──────── MATERIAL PROVIDED

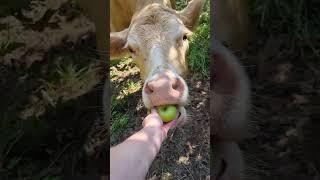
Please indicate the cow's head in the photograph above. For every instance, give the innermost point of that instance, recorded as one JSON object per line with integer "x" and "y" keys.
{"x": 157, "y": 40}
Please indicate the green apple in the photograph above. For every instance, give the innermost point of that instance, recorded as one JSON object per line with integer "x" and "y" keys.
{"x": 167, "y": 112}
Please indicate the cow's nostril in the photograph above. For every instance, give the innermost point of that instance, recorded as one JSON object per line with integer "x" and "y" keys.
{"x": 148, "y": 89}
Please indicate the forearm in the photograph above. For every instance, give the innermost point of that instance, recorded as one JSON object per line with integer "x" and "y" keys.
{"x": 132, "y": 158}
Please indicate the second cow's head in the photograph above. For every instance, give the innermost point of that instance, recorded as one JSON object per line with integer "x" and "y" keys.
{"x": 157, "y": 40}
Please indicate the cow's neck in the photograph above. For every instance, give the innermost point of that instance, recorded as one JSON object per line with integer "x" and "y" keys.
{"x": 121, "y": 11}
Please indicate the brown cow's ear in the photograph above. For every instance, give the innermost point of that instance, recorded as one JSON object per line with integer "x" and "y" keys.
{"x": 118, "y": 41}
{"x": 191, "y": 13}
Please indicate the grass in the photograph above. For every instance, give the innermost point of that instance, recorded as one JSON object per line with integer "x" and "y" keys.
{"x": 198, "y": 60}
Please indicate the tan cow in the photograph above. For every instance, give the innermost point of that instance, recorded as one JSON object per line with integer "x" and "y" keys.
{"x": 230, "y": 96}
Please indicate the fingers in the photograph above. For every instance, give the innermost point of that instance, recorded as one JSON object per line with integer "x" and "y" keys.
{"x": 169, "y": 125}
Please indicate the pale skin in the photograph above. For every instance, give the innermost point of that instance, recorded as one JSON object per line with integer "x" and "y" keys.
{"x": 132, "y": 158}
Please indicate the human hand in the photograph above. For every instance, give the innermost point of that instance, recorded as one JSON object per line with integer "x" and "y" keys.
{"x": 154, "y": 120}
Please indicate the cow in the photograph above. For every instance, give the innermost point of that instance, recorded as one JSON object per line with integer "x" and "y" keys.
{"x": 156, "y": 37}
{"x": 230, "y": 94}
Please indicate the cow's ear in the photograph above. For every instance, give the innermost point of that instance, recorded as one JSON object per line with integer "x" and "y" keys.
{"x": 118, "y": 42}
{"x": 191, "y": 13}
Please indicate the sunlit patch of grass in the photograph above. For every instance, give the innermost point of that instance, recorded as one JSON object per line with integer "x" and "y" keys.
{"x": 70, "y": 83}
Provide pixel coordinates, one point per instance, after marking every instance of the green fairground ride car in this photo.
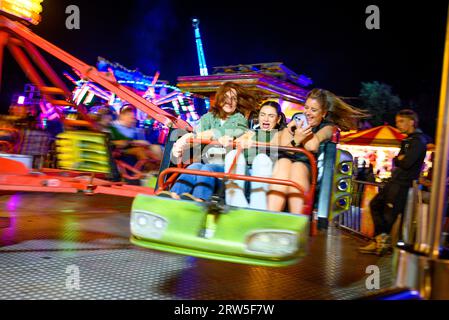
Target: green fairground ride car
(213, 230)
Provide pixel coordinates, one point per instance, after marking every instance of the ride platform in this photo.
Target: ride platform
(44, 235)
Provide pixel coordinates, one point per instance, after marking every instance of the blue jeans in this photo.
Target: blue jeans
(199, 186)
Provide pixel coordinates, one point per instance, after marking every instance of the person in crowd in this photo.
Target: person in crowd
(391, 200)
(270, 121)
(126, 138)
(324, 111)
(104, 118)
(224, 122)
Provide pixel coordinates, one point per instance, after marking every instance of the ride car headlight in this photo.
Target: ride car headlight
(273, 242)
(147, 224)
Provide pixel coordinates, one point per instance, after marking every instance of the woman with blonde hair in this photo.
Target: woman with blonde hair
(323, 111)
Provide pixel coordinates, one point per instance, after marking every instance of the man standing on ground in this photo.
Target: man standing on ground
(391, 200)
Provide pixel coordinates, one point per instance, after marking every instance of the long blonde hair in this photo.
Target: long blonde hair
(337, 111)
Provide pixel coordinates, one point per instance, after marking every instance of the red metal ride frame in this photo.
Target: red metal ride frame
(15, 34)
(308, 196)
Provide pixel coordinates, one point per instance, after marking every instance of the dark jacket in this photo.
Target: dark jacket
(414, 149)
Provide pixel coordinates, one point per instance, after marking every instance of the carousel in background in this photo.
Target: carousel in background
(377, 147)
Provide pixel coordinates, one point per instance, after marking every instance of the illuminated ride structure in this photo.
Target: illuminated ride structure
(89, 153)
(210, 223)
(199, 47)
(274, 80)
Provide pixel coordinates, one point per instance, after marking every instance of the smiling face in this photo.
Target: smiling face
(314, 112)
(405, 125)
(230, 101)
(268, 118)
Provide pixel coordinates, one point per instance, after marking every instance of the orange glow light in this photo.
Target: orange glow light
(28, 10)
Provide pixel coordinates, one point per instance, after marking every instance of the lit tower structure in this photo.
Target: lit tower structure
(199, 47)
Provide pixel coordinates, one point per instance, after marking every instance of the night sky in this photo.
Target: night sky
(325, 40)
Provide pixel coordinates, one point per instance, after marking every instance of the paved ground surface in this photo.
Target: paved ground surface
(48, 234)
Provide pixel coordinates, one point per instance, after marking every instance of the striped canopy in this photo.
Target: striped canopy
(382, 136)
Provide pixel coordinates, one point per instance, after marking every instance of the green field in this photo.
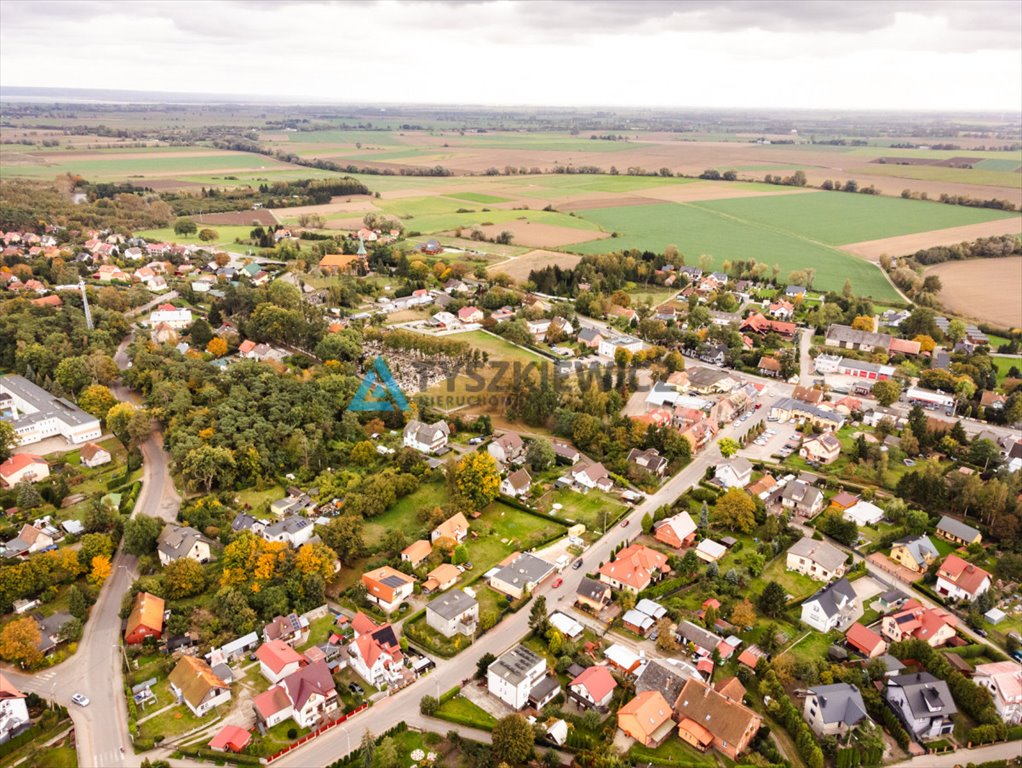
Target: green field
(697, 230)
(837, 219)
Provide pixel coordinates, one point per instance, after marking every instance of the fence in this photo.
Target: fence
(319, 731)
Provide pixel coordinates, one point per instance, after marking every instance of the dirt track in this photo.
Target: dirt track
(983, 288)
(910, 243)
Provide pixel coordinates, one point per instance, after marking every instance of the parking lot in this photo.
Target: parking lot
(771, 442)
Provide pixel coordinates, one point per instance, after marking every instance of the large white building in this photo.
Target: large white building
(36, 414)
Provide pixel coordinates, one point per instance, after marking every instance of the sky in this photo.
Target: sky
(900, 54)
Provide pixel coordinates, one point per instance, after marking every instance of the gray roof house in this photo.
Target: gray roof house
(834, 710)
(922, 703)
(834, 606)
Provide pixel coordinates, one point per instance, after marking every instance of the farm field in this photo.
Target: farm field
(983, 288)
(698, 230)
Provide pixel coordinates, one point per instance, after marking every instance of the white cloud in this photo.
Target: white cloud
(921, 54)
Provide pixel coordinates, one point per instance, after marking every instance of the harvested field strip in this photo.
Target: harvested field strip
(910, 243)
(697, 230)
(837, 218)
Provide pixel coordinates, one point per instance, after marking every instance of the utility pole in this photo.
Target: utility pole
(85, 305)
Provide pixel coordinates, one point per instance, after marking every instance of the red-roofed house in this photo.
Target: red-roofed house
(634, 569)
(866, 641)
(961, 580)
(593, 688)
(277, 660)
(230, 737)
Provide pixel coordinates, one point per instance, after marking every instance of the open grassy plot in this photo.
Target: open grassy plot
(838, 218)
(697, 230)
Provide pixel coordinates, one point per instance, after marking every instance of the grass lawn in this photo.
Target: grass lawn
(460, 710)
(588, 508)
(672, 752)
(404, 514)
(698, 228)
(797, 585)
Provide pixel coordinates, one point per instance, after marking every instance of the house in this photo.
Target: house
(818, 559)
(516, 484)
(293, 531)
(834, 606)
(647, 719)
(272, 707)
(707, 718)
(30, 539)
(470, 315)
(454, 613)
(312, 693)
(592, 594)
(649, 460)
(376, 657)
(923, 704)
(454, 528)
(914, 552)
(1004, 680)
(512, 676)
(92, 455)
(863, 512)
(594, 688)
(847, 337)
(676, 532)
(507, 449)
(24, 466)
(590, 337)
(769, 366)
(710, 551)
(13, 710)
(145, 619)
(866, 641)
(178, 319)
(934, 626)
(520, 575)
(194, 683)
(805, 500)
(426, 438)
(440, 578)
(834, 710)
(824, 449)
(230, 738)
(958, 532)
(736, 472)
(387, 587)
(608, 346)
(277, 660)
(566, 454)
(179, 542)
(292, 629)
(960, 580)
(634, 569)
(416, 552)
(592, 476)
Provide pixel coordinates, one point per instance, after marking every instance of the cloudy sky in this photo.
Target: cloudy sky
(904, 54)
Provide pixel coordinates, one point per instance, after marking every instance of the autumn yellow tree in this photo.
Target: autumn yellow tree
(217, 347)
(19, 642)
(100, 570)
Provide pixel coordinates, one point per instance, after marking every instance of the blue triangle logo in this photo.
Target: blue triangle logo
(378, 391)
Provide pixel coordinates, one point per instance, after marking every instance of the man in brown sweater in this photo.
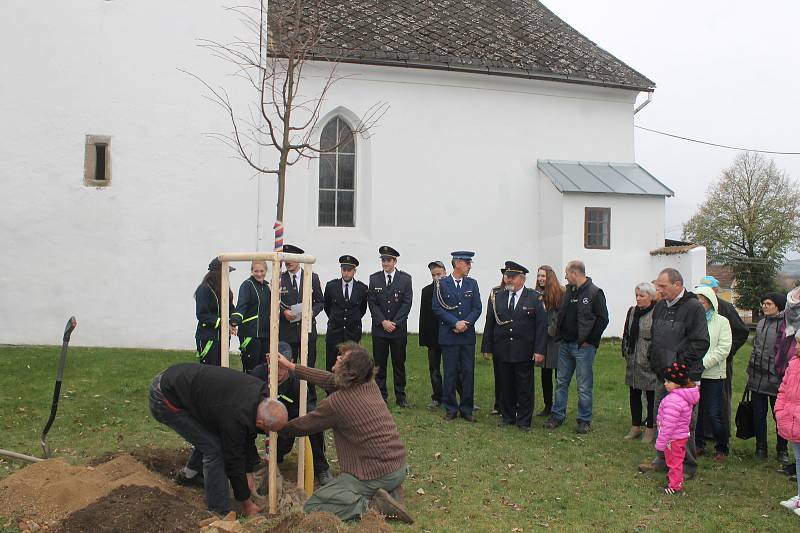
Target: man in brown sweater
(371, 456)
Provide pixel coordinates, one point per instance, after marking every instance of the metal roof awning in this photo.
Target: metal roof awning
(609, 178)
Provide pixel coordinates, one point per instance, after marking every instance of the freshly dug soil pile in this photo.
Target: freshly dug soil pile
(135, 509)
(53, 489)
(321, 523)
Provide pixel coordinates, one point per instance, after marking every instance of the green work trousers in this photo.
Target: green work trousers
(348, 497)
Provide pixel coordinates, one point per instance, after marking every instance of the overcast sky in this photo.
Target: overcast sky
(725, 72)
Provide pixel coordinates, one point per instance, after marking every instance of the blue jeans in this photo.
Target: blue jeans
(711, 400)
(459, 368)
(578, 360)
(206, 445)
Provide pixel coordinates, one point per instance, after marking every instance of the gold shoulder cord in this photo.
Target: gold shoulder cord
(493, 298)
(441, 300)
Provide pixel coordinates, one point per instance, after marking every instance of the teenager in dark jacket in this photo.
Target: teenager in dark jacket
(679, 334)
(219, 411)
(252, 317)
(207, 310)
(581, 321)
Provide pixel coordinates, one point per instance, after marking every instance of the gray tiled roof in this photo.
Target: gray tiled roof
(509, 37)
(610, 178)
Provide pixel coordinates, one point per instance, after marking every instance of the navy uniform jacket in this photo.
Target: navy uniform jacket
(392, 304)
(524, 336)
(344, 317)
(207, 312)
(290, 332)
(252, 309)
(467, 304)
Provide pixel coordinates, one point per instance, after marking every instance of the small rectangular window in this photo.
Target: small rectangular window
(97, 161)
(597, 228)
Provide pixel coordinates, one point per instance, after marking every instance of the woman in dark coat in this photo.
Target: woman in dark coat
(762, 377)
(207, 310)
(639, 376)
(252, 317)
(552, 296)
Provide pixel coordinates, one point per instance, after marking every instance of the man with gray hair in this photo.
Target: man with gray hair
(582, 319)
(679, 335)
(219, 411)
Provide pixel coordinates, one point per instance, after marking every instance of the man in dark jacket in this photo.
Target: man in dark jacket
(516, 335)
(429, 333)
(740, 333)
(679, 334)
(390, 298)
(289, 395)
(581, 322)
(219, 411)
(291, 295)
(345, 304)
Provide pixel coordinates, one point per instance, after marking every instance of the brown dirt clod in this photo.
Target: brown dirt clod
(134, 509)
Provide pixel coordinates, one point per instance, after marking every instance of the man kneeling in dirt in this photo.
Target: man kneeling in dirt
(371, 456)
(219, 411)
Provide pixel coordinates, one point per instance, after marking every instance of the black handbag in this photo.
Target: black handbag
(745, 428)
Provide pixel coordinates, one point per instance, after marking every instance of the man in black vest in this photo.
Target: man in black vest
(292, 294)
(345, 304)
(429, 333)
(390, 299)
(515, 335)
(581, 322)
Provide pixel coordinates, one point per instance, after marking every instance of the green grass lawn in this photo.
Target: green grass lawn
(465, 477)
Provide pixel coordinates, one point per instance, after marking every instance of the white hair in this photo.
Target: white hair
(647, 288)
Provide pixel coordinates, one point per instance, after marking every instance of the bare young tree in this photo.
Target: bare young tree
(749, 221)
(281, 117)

────────────────

*EXERCISE DESCRIPTION*. Repeat exactly the lines above from the line that contains "dirt in this photo." through the end. Include both of these ends; leave out everything else.

*RESULT BELOW*.
Provide pixel coordinates, one point per instance, after marking every instance of the man kneeling in dirt in this photo.
Target: man kneeling in dirt
(371, 456)
(219, 411)
Provide pixel coordinates, one point per instance, after marking every instance of the black handbag in this photo.
Target: black handbag
(745, 428)
Provide pixel coordinates, one point per instance, after marking every instance of the man in black vest in this photo.
Target: man in black vest
(292, 294)
(345, 304)
(429, 333)
(390, 299)
(515, 335)
(581, 322)
Provide pixel coordinates, one point per instance, after marking every instance of the green grass lawn in this photo.
Target: green grass lawn
(465, 477)
Provide pixel coordinates, one point per instance, after marking every instance of the white hair in this photo.
Target: white hair
(647, 288)
Provide pixel coordinates, one point per instance, after marking every instance of the bare young tree in this photo.
Target: bare young tree
(749, 221)
(281, 117)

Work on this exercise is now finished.